Problem to solve
Copy the records below word for word, line by line, and leave out the pictures.

Raw data
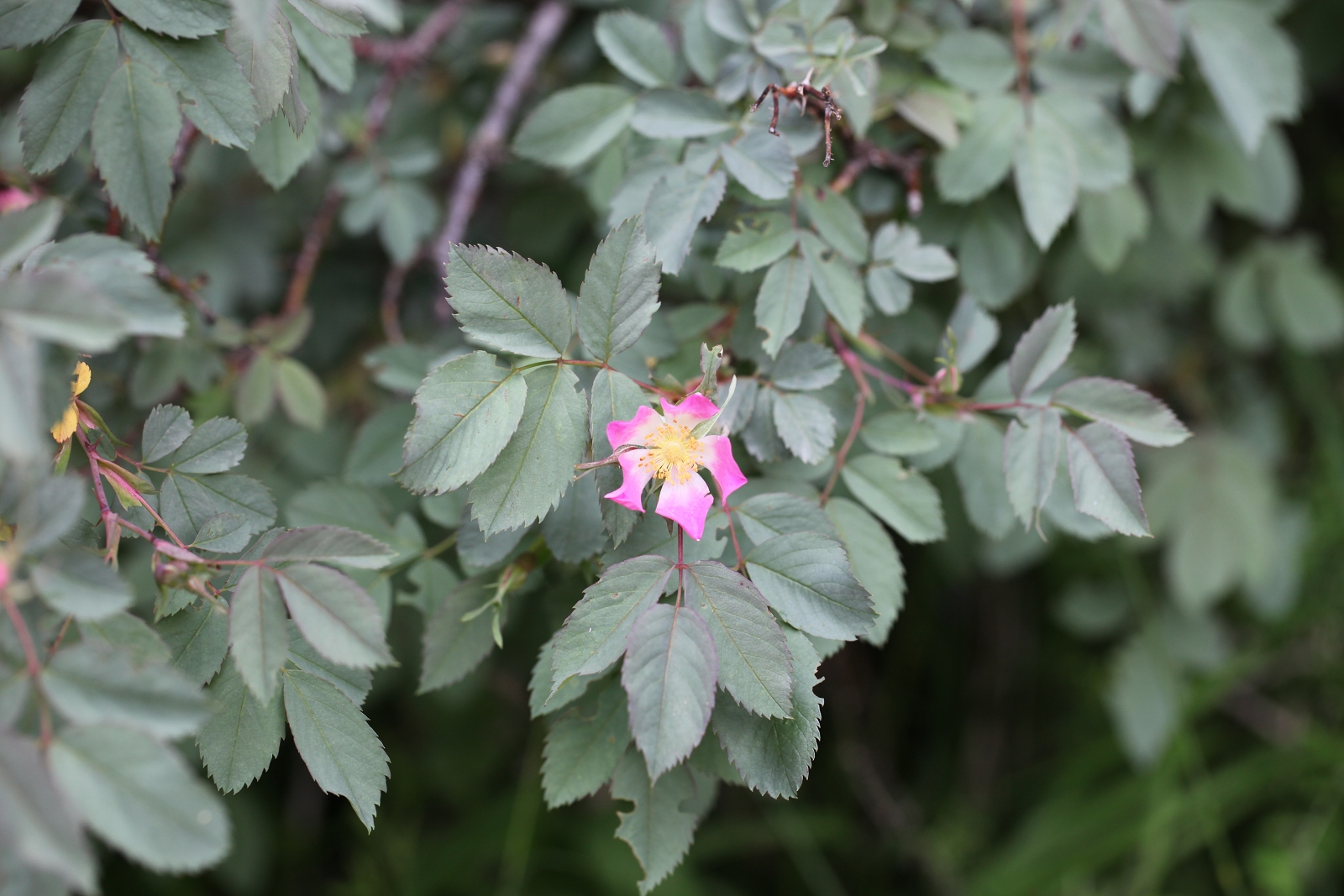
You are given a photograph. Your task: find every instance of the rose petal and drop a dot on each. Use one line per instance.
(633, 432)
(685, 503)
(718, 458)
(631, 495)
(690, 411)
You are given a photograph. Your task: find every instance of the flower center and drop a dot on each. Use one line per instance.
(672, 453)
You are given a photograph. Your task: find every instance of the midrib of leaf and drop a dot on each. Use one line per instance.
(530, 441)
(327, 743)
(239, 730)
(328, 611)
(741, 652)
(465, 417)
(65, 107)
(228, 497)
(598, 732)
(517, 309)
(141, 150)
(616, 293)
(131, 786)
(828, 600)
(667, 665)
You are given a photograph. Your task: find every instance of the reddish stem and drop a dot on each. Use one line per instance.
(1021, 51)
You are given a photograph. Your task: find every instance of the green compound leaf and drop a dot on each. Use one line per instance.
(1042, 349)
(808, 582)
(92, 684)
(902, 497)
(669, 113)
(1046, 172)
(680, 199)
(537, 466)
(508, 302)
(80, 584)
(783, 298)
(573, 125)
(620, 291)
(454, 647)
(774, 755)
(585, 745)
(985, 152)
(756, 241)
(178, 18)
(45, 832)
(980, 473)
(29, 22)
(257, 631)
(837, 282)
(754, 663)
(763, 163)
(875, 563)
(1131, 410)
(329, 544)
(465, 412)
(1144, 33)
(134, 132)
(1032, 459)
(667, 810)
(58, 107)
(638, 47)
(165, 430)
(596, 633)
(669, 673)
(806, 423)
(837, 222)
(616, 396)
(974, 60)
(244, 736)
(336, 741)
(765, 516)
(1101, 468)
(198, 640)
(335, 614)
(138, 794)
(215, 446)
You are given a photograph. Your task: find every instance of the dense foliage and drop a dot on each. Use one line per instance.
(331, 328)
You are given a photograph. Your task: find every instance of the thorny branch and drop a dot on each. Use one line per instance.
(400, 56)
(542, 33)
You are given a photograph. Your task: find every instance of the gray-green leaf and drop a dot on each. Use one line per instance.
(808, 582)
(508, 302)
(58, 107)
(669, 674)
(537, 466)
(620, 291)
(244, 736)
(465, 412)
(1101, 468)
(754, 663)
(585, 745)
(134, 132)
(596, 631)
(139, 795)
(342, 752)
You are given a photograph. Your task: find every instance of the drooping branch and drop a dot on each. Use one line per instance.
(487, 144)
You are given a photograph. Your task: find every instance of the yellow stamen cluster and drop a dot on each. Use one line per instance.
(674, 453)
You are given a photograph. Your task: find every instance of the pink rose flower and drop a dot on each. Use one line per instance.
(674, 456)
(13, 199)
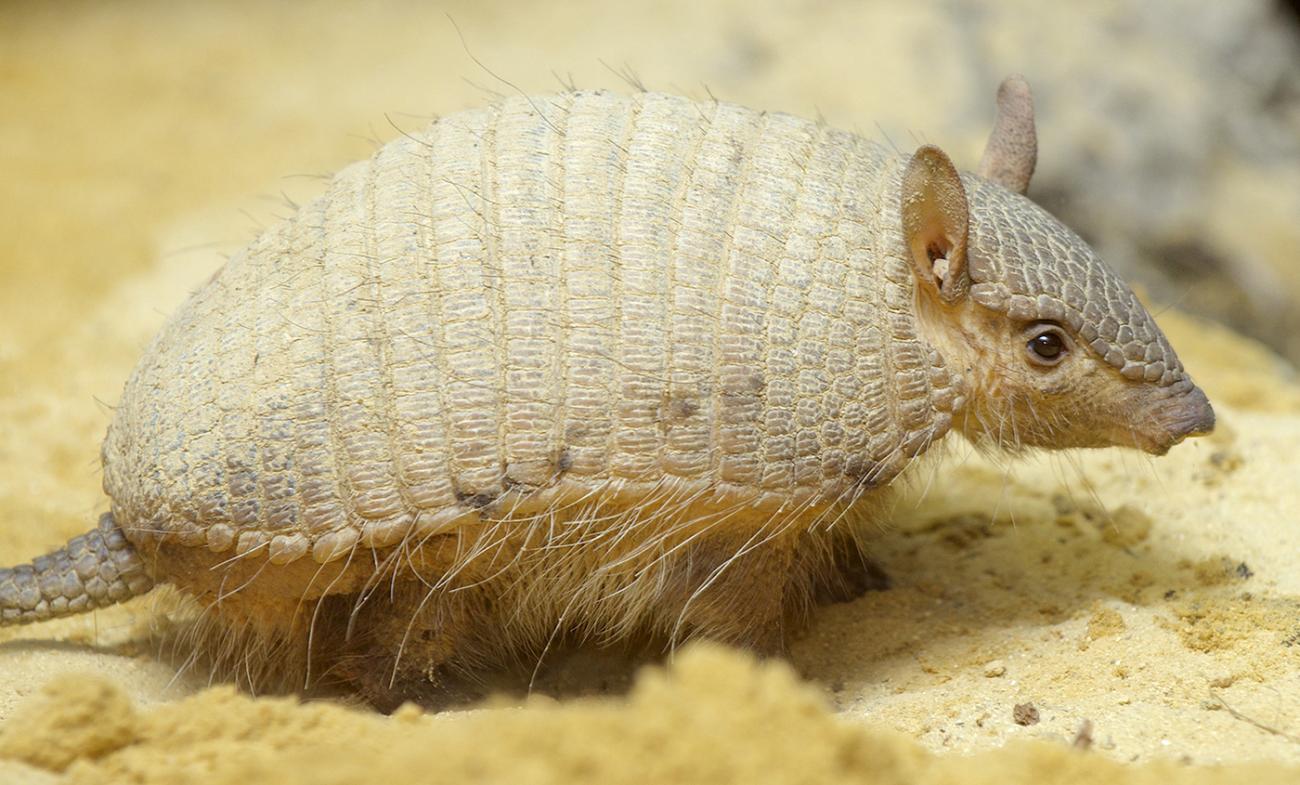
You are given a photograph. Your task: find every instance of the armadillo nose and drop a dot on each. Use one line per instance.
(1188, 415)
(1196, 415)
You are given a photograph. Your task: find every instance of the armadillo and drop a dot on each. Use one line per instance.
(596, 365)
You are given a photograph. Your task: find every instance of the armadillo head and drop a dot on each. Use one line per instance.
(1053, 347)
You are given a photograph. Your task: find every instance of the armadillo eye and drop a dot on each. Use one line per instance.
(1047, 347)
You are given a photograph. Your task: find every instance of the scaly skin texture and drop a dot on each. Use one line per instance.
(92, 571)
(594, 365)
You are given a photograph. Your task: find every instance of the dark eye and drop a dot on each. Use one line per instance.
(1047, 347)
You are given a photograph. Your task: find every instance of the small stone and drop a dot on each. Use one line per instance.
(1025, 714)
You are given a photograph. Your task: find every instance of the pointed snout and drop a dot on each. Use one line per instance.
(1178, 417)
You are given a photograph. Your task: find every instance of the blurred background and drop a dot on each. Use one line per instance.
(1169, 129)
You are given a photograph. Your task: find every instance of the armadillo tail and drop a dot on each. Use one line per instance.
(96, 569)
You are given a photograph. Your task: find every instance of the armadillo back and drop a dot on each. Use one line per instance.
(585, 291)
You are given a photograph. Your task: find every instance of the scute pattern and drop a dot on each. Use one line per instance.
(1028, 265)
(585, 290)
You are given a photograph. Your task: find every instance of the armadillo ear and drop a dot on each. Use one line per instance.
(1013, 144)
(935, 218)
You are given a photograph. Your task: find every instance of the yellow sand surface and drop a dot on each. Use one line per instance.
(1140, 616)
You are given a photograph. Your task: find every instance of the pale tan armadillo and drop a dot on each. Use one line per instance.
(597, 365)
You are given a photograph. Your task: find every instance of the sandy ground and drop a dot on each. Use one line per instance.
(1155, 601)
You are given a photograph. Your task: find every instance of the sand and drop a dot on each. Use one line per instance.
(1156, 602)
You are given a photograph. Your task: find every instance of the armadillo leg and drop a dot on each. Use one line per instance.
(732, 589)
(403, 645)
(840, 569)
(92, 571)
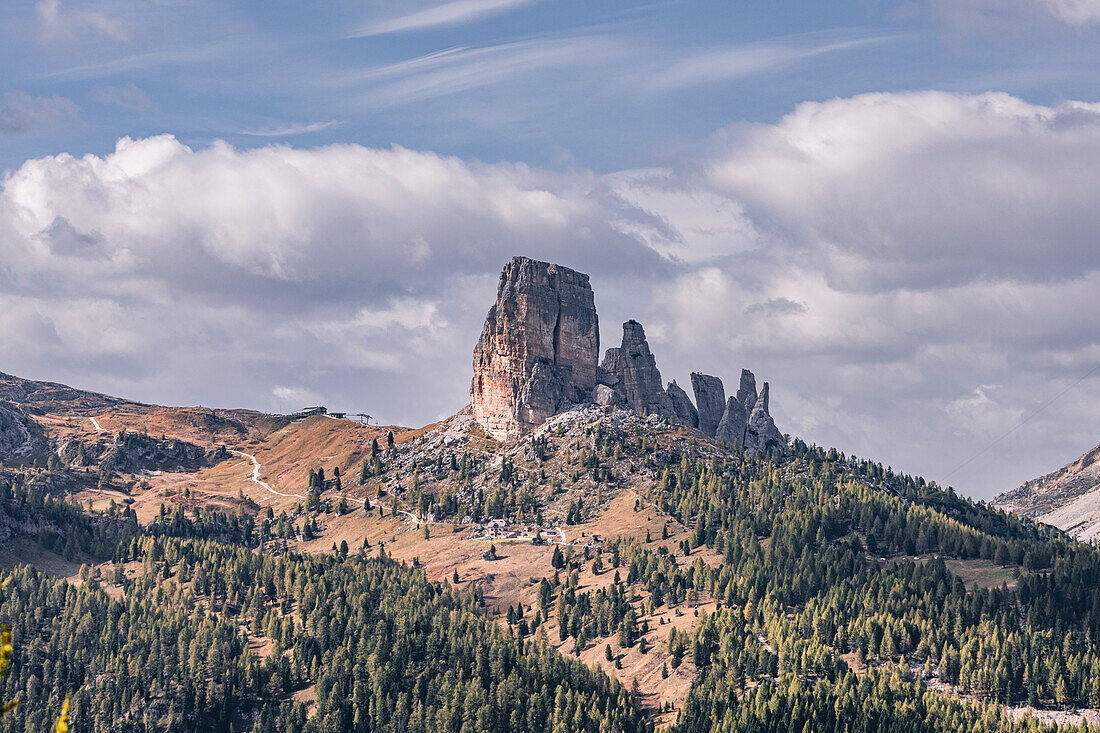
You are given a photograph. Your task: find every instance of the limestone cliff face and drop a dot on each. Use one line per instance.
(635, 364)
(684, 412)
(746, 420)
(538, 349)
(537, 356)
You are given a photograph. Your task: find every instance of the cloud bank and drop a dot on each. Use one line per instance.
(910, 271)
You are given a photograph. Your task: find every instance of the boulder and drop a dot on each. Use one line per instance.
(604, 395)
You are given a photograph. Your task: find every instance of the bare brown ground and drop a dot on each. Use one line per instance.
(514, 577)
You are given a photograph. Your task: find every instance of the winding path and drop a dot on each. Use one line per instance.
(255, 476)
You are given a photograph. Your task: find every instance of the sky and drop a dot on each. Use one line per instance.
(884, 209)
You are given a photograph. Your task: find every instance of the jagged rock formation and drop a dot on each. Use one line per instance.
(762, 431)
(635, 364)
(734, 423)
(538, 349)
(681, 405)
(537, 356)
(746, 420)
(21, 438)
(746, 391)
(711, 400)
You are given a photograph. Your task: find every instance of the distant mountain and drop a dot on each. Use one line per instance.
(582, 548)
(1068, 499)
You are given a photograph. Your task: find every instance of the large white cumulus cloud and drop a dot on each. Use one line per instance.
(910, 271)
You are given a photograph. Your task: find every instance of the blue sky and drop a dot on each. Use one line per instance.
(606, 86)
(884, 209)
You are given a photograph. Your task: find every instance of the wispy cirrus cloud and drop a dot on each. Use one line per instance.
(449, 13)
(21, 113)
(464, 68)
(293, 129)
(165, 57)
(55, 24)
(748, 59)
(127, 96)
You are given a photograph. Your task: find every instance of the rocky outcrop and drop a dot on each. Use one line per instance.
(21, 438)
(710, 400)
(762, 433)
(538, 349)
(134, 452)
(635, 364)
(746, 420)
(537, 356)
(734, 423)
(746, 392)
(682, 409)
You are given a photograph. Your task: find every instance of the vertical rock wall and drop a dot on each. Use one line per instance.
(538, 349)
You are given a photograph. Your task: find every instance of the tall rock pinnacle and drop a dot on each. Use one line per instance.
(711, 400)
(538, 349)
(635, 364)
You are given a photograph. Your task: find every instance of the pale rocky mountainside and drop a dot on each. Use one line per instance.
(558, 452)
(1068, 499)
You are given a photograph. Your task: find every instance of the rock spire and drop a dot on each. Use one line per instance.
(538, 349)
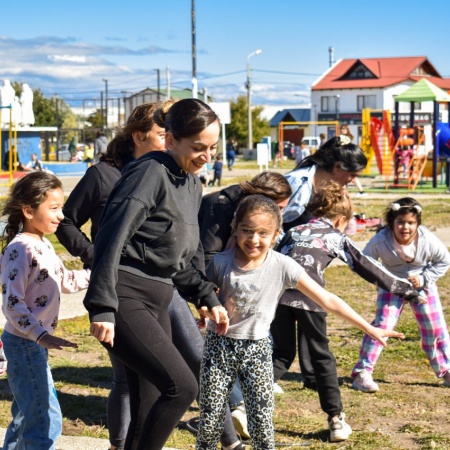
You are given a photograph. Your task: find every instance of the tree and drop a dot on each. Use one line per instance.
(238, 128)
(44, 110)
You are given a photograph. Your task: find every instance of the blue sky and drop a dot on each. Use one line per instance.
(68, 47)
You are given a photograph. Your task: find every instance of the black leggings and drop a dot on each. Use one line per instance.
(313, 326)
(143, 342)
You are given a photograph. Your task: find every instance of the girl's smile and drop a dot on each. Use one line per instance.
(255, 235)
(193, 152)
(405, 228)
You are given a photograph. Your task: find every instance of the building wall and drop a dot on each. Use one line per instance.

Complete output
You are given a photograph. Your task: find every instance of the rose petal and drop a dot on each. Use one line per instance.
(633, 432)
(685, 503)
(718, 458)
(631, 495)
(690, 411)
You are given a photograph. Your task: find every instance of the flower center and drop a dot on each. Use one line per instance.
(672, 453)
You are given a photograph. Your task: find every instance of the midrib of leaf and drop a dot on each. Use one line per instance.
(530, 441)
(327, 743)
(239, 730)
(328, 611)
(741, 652)
(465, 417)
(65, 107)
(228, 497)
(598, 732)
(517, 309)
(141, 150)
(616, 293)
(131, 786)
(828, 600)
(667, 665)
You are given a photograph. Your task: find every instance of the reddish stem and drop a dot on each. Use one line per instance.
(1021, 51)
You are given a photograph. Your task: find every instance of the green compound leaf and drop a dot on each. Use one line per instance.
(1042, 349)
(808, 582)
(92, 684)
(902, 497)
(669, 113)
(1046, 172)
(680, 199)
(537, 466)
(508, 302)
(80, 584)
(783, 298)
(573, 125)
(620, 291)
(454, 647)
(774, 755)
(585, 745)
(985, 152)
(756, 241)
(178, 18)
(45, 832)
(980, 473)
(29, 22)
(257, 631)
(837, 282)
(754, 663)
(763, 163)
(875, 563)
(1131, 410)
(329, 544)
(465, 412)
(1144, 33)
(134, 132)
(1032, 459)
(667, 810)
(58, 107)
(638, 47)
(165, 430)
(596, 633)
(669, 673)
(806, 423)
(837, 222)
(616, 396)
(974, 60)
(244, 736)
(336, 741)
(765, 516)
(1101, 468)
(198, 640)
(335, 614)
(138, 794)
(215, 446)
You are given a photograph. Your task: find every instance of the dense foliage and drop a dot on each. Use one line per instance.
(331, 328)
You are given a photograph. Your task: find every instance of the thorny branch and drop a dot on each. Use one line per instance.
(400, 56)
(542, 33)
You are given a photograph. Your task: find every instance of the gray-green leaf and drop a dot on each. Use one line per instance.
(808, 582)
(508, 302)
(58, 107)
(669, 674)
(537, 466)
(620, 291)
(244, 736)
(465, 412)
(1101, 468)
(754, 663)
(585, 745)
(134, 132)
(596, 631)
(139, 795)
(342, 752)
You are given a photograph. Your task: find every instance of the drooping branch and drop a dot on each. Use one line per instance.
(487, 144)
You are given a photograph. Your task: find every instance of the yellow stamen cluster and drop a dot on each. Use one line per instance.
(674, 453)
You are given a photograph. Your task: find every instance of the pink rose flower and drop a dot on each. Use one line per instance.
(674, 456)
(13, 199)
You are given a photograph. Your task: find every instance of the armadillo nose and drop a dot on each. Use one line per instance.
(1188, 415)
(1196, 415)
You are given a photograph. Your task: find every instance of the armadillo and drop a dot on each. Use one line per instance.
(596, 365)
You are given a photograph. Your task: find every instance of the armadillo head and drop a dot on each. Use one line per instance.
(1053, 347)
You are given a photograph. Your task: find every instance of the armadillo eye and drop a dot on each. Use one line per instance.
(1047, 347)
You are given a photograph. Your task: find every instance of the scaly skin texture and drop a dot on each. Use one line per instance.
(92, 571)
(594, 365)
You are given a photograph. Your task: find every instance of the dark eye and drop a dot on each. Use one line per instance.
(1047, 347)
You are given a photograph. Your task: find every instance of the small stone and drop a dot on each. Use one line per instance.
(1025, 714)
You are given a photograph. Your task: find every instance of the pointed snout and drop a dot on each. Use one line per instance.
(1178, 417)
You are given a photograph. Your task: find every instance of the blurred background and drop a dot on each. Use one line per instance.
(1169, 129)
You are given a photograph. Your task: find every instance of the armadillo tail and drop a dot on each. Use one line per instance.
(96, 569)
You are given a photograph. Your task: find every instance of the armadillo back and drop a dot on each. Use one line per instance.
(585, 291)
You are given a photograph. Your task: find every instance of the scute pattern and drop a dot on each. Use one line per instance.
(1028, 265)
(585, 290)
You are given a photograph. Your task: find every instance of the armadillo ear and drop a dot on each. Use one line per instance.
(1013, 144)
(935, 218)
You are given a photograph. Your task: find every instance of the yellow sand surface and drop a dot on each. Use one line per instance.
(1140, 616)
You are given a photograph. Your task: find every instance of the pale tan armadillo and drop a dot on each. Use one line per instance.
(597, 365)
You are given a photograph. Your task: find every instance of the sandy ground and drop a dot on each. Use one line per instance.
(1155, 601)
You are given a photograph. Your task: find every instance of the sand and drop a dot on each. Use one line per instance.
(1156, 602)
You are given a photograph. Your task: find every instance of the armadillo leg and drop a dot on each. Use one line per instance.
(732, 589)
(403, 645)
(840, 569)
(92, 571)
You are given a photograph. Your task: find every instance of the limestone cliff face and drop a dot on each. Use one line per instance.
(635, 364)
(684, 412)
(746, 420)
(538, 349)
(537, 356)
You are given a photograph. Your task: find every instance of the cloud bank and drop a dot on each. Use one line per instance.
(910, 271)
You are given a photograph. Your task: find every instance of the boulder and drop a dot on each. Use one line per instance.
(604, 395)
You are given a photograph. Your task: find every instance of the bare brown ground and drop a dot on each. Use one line per instance.
(514, 577)
You are given a photograph. Your task: find every instance of the winding path and drop a dot on each. Use one line per instance.
(255, 476)
You are given a photograph. Your task: find every instance of the sky and drop a dot on each. Use one line per instance.
(884, 209)
You are given a photograph. Your task: find every instance of the jagged rock formation and drop a dot on each. Use one line per instance.
(762, 431)
(635, 364)
(734, 423)
(538, 349)
(681, 405)
(537, 356)
(746, 420)
(21, 438)
(746, 391)
(711, 400)
You are given a photograph. Your task: find every instance of the distant mountain and drop a dot on each. Use one line per instance.
(582, 548)
(1068, 499)
You are given a photograph. Your task: find every instance of the large white cumulus cloud and drop a dot on each. Use one line per instance.
(910, 271)
You are given a photograph. Your task: find every instance of the blue sky and drop a dot on each. Use one line per instance.
(606, 86)
(884, 209)
You are given a photograph. Your task: find every instance of the wispy cirrus cloud and drop a dot on each. Use one line per instance.
(449, 13)
(21, 113)
(464, 68)
(293, 129)
(165, 57)
(55, 24)
(748, 59)
(127, 96)
You are given a photograph. Your task: find every instance of the rocky outcrop and drop a dot on each. Use one line per instance.
(21, 438)
(710, 400)
(762, 433)
(538, 349)
(134, 452)
(635, 364)
(746, 420)
(537, 356)
(734, 423)
(746, 392)
(682, 409)
You are given a photograph. Your task: find every instance of the vertical rock wall and drop a dot on each. Use one line per instance.
(538, 349)
You are given a photograph. Your task: find every instance of the tall rock pinnacle and drop a dot on each. Use one line per instance.
(711, 400)
(538, 349)
(635, 364)
You are given a photograph. Your task: find every instance of the pale rocky mountainside and drop a dot on each. Use one line per instance.
(558, 452)
(1068, 499)
You are given a photograph. Your task: find every instance of the rock spire and drop a dot on each. Use one line per instance.
(538, 349)
You are given a photograph. Your task: find every instance of the tree and drop a dot on each. Use one line per instance.
(238, 128)
(44, 110)
You are given a photograph. Your task: find every instance of the blue sky and drop a dot on each. Use one line per instance.
(68, 47)
You are given a photograph. Your task: find every instance of the black leggings and drop a dot on each. Use one line per instance.
(313, 326)
(143, 342)
You are given a photograph. Your task: find every instance of the girl's smile and drop a dot on each. Use one line per instance.
(255, 235)
(193, 152)
(405, 228)
You are given a photograph. Your task: find every instance of the building wall and drop a dot on each. Use one line per instance.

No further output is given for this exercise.